Required work
Print exactly, and only, the lines running from the line containing "the wood beam" through the end of the records below.

Data shown
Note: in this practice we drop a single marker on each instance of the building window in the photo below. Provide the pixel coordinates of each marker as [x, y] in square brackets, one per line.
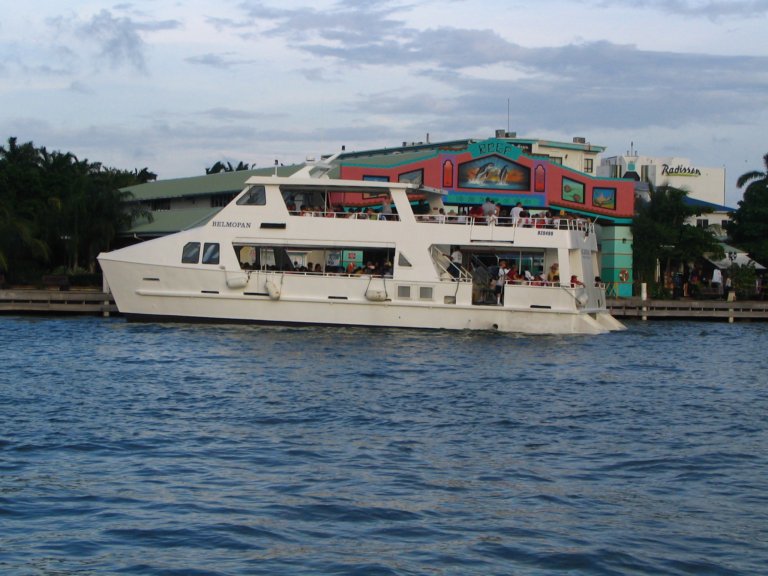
[413, 177]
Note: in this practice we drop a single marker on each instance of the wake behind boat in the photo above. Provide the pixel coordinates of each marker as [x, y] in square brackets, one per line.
[304, 250]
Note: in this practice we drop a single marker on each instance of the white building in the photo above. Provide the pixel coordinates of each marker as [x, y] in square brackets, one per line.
[702, 183]
[705, 186]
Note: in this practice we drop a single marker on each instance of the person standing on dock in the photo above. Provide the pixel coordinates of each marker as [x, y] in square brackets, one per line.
[717, 280]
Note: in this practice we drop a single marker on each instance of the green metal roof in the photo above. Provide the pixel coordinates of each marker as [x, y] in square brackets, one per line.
[170, 221]
[205, 185]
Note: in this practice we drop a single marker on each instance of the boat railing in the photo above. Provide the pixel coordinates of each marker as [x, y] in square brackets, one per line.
[578, 224]
[320, 213]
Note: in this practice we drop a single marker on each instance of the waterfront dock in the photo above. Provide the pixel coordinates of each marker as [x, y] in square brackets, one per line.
[83, 301]
[684, 309]
[77, 301]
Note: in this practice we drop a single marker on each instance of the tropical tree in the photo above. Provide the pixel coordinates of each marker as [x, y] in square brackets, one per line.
[221, 167]
[57, 211]
[20, 206]
[749, 223]
[662, 235]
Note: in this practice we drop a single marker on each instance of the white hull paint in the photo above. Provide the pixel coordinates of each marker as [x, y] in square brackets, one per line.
[148, 280]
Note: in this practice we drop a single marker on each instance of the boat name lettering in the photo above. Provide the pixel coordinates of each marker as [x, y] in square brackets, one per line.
[229, 224]
[679, 170]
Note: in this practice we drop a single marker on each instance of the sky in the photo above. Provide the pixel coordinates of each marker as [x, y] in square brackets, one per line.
[175, 86]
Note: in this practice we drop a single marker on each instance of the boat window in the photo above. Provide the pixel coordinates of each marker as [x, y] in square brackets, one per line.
[211, 253]
[190, 253]
[255, 196]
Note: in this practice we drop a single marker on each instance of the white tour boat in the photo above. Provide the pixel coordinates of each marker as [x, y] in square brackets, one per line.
[305, 250]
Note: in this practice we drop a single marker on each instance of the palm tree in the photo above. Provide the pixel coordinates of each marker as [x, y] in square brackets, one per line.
[757, 179]
[749, 224]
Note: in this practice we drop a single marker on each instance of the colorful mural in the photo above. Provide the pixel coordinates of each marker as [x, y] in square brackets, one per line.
[572, 191]
[412, 177]
[495, 173]
[604, 198]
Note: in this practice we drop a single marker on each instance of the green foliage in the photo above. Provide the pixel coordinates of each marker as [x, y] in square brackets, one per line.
[749, 224]
[743, 280]
[661, 234]
[219, 166]
[59, 211]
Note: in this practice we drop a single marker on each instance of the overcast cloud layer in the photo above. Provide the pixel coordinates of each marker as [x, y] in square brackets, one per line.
[177, 85]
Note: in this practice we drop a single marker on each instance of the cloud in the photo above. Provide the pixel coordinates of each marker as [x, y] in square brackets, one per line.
[219, 61]
[120, 37]
[712, 9]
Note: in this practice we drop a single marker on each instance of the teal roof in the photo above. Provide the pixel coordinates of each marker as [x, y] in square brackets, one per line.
[170, 221]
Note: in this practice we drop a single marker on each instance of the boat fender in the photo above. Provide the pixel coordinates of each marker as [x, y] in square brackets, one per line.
[238, 281]
[376, 295]
[272, 289]
[624, 275]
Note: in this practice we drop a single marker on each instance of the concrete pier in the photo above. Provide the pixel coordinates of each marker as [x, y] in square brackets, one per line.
[627, 308]
[25, 301]
[75, 301]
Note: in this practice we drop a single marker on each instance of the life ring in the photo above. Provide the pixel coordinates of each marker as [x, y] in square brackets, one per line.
[624, 275]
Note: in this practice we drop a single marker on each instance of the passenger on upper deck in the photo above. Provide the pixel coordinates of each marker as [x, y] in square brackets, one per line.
[516, 213]
[500, 282]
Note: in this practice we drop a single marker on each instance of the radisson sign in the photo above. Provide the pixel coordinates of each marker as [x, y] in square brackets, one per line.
[679, 170]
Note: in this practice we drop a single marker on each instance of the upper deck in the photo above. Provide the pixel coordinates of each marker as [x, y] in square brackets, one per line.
[299, 209]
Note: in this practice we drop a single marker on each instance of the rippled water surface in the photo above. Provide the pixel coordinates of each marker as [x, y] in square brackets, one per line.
[187, 449]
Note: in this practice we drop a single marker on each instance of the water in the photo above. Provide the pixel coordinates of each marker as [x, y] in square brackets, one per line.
[187, 449]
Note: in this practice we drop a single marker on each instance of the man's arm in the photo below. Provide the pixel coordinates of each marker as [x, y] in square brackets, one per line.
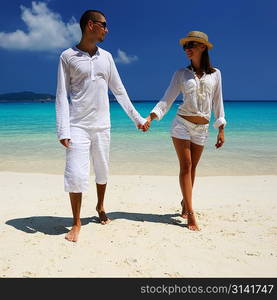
[62, 105]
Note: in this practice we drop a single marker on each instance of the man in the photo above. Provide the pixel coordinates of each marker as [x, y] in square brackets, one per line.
[85, 74]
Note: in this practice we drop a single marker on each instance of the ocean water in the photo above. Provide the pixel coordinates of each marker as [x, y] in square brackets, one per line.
[28, 141]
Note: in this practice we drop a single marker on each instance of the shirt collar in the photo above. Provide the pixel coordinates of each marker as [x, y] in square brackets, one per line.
[191, 69]
[97, 53]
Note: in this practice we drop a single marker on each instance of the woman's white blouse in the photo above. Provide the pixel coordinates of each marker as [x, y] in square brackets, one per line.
[200, 96]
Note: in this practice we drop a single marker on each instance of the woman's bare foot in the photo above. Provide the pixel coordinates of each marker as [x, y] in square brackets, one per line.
[103, 219]
[184, 213]
[73, 234]
[192, 225]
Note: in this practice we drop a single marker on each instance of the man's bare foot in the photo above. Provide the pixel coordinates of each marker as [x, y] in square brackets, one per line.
[184, 213]
[103, 219]
[73, 234]
[192, 225]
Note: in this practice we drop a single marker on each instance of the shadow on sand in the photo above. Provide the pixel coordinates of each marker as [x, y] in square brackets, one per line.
[59, 225]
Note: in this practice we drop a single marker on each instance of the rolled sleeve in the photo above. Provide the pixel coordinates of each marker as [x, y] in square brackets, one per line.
[218, 106]
[168, 98]
[61, 104]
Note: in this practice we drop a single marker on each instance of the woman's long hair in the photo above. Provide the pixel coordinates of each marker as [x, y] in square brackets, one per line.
[205, 64]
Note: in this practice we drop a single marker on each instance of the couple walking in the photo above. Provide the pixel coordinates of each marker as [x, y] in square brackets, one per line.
[85, 74]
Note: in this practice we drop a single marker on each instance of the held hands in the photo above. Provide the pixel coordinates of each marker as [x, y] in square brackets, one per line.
[65, 142]
[220, 139]
[146, 125]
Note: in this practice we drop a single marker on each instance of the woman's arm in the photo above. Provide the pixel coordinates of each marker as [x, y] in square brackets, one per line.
[219, 114]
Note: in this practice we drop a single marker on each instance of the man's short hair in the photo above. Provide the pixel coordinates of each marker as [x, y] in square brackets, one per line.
[90, 14]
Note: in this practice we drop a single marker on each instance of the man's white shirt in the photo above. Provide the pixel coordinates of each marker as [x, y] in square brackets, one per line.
[82, 91]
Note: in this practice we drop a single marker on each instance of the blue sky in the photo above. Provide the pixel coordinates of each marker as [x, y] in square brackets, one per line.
[144, 39]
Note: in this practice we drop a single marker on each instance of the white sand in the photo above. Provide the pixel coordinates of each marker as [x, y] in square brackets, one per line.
[146, 238]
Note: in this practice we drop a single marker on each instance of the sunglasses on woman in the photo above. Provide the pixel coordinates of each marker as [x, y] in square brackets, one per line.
[190, 45]
[103, 24]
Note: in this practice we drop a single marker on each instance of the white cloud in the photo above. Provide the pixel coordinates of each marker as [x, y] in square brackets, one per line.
[45, 31]
[123, 58]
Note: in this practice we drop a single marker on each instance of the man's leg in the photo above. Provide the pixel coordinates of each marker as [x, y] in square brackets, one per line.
[77, 176]
[101, 189]
[100, 148]
[76, 201]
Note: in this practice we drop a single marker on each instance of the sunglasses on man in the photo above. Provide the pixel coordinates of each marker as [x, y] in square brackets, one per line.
[103, 24]
[190, 45]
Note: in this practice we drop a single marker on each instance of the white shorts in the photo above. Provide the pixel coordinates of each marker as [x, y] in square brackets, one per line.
[185, 130]
[86, 145]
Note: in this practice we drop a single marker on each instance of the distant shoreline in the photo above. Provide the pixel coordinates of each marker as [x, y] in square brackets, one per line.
[135, 101]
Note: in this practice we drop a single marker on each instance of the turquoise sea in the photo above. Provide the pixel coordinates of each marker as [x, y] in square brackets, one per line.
[28, 141]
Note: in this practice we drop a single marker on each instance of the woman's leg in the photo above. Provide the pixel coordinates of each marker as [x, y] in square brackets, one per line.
[183, 150]
[196, 152]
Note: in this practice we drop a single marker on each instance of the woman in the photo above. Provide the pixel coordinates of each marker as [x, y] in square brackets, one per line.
[200, 84]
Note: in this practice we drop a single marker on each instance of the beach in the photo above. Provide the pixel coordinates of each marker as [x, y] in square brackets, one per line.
[146, 237]
[234, 197]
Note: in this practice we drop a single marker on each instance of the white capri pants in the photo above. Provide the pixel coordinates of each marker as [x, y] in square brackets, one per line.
[185, 130]
[86, 145]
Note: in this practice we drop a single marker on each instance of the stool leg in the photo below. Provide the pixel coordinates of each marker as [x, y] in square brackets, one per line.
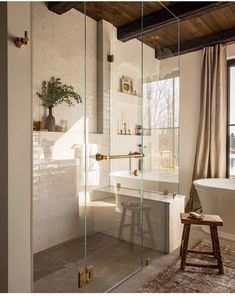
[185, 246]
[132, 228]
[182, 241]
[122, 222]
[150, 228]
[217, 249]
[212, 240]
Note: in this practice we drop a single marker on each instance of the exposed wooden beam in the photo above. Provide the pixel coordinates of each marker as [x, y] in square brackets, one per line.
[196, 44]
[61, 7]
[183, 10]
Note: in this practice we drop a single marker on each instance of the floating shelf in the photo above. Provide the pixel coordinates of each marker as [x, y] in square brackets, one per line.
[128, 98]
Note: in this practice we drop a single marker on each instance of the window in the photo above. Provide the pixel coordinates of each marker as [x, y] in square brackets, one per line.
[161, 114]
[231, 119]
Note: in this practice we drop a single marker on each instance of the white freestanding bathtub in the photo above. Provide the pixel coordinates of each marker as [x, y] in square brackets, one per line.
[217, 197]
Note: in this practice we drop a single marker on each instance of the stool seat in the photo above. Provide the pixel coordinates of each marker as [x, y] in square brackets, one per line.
[213, 221]
[207, 220]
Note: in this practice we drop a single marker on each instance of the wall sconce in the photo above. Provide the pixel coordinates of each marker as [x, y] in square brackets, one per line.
[21, 42]
[110, 58]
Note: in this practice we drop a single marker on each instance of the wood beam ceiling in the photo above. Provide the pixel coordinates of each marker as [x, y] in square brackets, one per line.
[155, 20]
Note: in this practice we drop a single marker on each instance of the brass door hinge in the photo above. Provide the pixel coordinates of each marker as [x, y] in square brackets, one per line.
[85, 276]
[147, 261]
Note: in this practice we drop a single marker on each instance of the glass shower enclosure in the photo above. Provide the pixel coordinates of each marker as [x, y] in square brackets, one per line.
[102, 172]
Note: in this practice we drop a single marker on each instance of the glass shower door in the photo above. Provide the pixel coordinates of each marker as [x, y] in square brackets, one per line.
[113, 205]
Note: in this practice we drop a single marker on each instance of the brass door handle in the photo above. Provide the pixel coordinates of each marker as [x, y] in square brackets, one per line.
[100, 156]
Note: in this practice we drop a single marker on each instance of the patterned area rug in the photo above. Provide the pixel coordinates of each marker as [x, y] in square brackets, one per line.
[196, 279]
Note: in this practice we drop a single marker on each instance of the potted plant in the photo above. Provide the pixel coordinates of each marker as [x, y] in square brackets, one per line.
[53, 93]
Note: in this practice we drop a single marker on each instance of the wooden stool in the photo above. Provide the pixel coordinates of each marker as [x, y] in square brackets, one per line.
[135, 209]
[211, 220]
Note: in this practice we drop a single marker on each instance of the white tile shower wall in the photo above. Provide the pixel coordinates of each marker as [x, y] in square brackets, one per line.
[58, 49]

Task response
Note: in this practice we drop a single marker on each instance of the wood beam ceiling in the photo above. Provide the pixel coordinates of each marker as [x, y] in square brackets, one per line.
[155, 20]
Note: in this practice we drop a single marker on each instance of the brass door hinge in the photo above. Provide the pixel coordinates of each marker as [x, y] in square brackets, one per line.
[85, 276]
[147, 261]
Note: in this practice we drop a single marker on each instance of the glass shower enclosure in the photo above. Provide the pixel coordinates of each marker as [x, y] in square brackets, one per line.
[102, 172]
Note: in this practice we drop a single marker on each instance of the glass shower door in the photo above. Provide the pixel coordinates of each marker as [x, y] in square brackets, one per line.
[113, 205]
Note: in this practice we drop a single marker on each instance of the brass door handle in the photo above. Provide the pixel coordinates of each marker as [x, y] in square brackets, one per line.
[100, 156]
Note: in this practice we drop a single marker on each instance of the patterned area rug in the photo above. Provide the pixel coordinates of each marker as [x, y] in square brackets, one per line.
[196, 279]
Note: in this practice we drop a single marker on each instance of the potted plant in the photo above. Provide the pixel coordinates of each marker as [x, y] in square brackets, one per line.
[53, 93]
Note: in this practice we drop a single marker on each instance of the wooden stool in the photo above. Provide the pixel coordinates of each marker as [x, y] in square brackets, one per line.
[135, 209]
[211, 220]
Note: in this practice we drop a single marker on each instance of the white tile shower wall in the photo above. Provide the pixel coordinates of each marker as [x, y] in square brackets, one per line.
[58, 49]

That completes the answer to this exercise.